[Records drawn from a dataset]
::::::::
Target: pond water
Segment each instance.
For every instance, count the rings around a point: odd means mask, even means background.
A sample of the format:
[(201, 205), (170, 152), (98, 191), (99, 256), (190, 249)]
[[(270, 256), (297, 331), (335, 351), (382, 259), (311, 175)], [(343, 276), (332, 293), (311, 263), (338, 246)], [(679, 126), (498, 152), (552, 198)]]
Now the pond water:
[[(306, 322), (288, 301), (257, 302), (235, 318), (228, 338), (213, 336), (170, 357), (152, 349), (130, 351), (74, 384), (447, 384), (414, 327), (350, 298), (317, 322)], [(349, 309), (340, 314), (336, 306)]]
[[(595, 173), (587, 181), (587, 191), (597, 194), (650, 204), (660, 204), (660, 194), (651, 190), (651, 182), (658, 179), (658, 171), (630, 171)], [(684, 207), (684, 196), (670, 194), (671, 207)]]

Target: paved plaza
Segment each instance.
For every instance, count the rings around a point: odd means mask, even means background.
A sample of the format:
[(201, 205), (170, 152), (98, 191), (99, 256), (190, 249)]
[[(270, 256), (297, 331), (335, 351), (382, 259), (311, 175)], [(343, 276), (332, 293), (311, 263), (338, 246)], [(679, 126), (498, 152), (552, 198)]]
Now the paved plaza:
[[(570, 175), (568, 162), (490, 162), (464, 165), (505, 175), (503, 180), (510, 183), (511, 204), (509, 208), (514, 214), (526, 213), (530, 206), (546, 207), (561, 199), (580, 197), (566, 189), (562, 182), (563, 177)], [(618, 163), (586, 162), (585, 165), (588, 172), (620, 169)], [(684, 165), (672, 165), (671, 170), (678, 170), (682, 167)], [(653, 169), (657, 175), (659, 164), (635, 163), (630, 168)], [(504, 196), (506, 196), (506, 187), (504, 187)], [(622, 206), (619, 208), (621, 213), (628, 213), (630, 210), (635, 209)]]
::::::::
YOUR GOAL
All of the entries need to be reproduced exactly; please write them out.

ANSWER SECTION
Target: pond water
Segment each instance.
For every instance, count the rings around a point: odd means mask, even means background.
A sample of the format:
[(201, 205), (170, 152), (98, 191), (99, 256), (190, 249)]
[[(270, 256), (297, 331), (335, 351), (382, 259), (311, 175)], [(343, 276), (332, 293), (311, 263), (338, 246)], [(679, 126), (498, 152), (552, 198)]]
Now the pond water:
[[(306, 322), (288, 301), (257, 302), (235, 318), (228, 338), (213, 336), (170, 357), (152, 349), (130, 351), (74, 384), (447, 384), (414, 327), (350, 298), (317, 322)], [(349, 309), (340, 314), (336, 306)]]
[[(595, 173), (587, 181), (587, 191), (597, 194), (650, 204), (660, 204), (660, 194), (651, 190), (651, 182), (658, 179), (658, 171), (630, 171)], [(684, 207), (684, 196), (670, 194), (671, 207)]]

Target: paved plaza
Segment each instance.
For every instance, count the rings around a point: odd means mask, even means background.
A sample of the format:
[(201, 205), (170, 152), (98, 191), (99, 256), (190, 249)]
[[(270, 256), (297, 331), (335, 351), (382, 259), (311, 175)], [(343, 276), (332, 293), (311, 263), (338, 246)], [(679, 126), (498, 152), (552, 198)]]
Now the paved plaza:
[[(570, 175), (568, 162), (490, 162), (464, 165), (505, 175), (503, 180), (510, 183), (511, 204), (509, 208), (514, 214), (526, 213), (530, 206), (546, 207), (561, 199), (580, 197), (566, 189), (562, 182), (563, 177)], [(618, 163), (586, 162), (585, 165), (588, 172), (620, 169)], [(684, 165), (672, 165), (671, 170), (678, 170), (682, 167)], [(653, 169), (657, 175), (659, 164), (635, 163), (630, 168)], [(504, 196), (506, 196), (506, 187), (504, 187)], [(622, 206), (619, 208), (621, 213), (628, 213), (630, 210), (635, 209)]]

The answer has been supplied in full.